-- The problem --
Please reproduce the lines below word for word, beginning with the first line and stopping after the line that contains "[[8, 27, 130, 203], [460, 139, 500, 258]]".

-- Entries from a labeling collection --
'''
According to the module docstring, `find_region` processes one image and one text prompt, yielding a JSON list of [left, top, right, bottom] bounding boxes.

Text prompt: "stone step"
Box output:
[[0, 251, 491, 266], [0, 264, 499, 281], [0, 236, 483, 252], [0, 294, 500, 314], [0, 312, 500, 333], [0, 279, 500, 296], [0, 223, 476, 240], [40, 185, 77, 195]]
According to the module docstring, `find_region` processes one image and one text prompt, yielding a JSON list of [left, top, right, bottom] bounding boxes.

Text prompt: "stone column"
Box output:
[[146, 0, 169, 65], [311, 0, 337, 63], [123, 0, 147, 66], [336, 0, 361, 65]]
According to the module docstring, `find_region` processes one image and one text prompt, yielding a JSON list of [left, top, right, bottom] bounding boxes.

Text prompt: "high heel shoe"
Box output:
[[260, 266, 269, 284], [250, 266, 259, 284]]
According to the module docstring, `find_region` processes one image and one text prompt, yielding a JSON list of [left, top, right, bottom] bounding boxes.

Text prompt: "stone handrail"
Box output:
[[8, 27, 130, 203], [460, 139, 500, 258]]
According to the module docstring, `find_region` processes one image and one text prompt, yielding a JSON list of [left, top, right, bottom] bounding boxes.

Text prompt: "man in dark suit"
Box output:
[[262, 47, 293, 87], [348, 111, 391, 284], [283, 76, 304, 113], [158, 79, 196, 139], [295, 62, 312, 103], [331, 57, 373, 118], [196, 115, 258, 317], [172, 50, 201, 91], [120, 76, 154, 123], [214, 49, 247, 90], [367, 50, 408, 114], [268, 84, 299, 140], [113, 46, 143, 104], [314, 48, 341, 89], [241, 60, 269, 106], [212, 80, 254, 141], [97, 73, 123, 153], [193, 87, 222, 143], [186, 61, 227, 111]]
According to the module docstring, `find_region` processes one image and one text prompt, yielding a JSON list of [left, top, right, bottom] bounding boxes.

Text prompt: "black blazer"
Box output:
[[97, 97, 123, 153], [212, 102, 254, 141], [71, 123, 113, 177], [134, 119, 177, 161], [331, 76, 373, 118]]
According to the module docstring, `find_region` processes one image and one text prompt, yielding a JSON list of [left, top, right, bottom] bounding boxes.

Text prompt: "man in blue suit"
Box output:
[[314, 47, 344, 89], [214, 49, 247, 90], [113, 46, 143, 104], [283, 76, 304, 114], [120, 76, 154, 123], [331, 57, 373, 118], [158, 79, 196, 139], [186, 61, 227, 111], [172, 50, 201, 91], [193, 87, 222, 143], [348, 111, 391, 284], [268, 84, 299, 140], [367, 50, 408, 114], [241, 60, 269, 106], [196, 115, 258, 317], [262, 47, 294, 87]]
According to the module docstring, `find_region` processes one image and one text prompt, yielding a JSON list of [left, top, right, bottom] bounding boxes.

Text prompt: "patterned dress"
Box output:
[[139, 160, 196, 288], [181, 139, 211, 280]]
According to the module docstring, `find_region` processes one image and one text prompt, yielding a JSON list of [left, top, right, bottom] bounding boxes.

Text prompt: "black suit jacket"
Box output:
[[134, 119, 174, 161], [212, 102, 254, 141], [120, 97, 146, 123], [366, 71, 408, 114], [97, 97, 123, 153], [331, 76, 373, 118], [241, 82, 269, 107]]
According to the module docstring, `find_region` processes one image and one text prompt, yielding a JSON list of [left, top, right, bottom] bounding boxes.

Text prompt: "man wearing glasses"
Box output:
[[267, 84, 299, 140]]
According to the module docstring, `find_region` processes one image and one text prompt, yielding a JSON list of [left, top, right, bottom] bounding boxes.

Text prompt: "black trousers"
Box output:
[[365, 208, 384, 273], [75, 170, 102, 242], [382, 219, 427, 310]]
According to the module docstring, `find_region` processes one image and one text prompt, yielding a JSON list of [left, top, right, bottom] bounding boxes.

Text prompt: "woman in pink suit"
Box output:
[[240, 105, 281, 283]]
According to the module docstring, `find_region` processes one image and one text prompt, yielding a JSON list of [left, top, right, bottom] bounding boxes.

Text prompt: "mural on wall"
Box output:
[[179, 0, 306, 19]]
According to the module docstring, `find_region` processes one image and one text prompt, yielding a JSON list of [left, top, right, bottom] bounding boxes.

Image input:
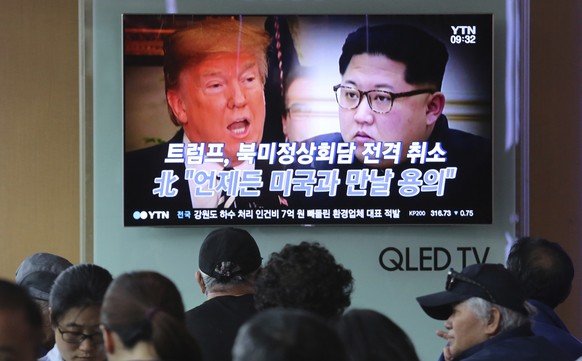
'''
-- Result of this exercise --
According to the module docstring, `find_region` processes one image and one text prompt, yielding a JSON list of [left, top, right, bottom] bounding boxes.

Text prompt: "stone step"
Box output:
[[0, 251, 491, 266], [0, 264, 499, 281], [0, 236, 483, 252], [0, 294, 500, 314], [0, 312, 500, 333], [0, 279, 500, 296], [0, 223, 476, 240], [40, 185, 77, 195]]
According to the module docstring, `find_region` processes one image and one text prompt, yielding a JSON list of [left, top, right, bottom] bounding boxes.

Text prompt: "stone column"
Box output:
[[146, 0, 169, 65], [311, 0, 337, 63], [123, 0, 147, 66], [336, 0, 361, 65]]
According to the module docstring, `find_region` processes one image and one text prompt, yielding a JSON list of [left, top, right, bottom] bounding boxes.

Text prompt: "high heel shoe"
Box output:
[[260, 266, 269, 284], [250, 266, 259, 284]]
According to the module docstring, `find_region` processes one image and one text prompt, yielding a JSON list of [left, top, right, bottom] bounding boxes.

Text prompt: "stone handrail"
Box output:
[[8, 27, 130, 203], [460, 139, 500, 258]]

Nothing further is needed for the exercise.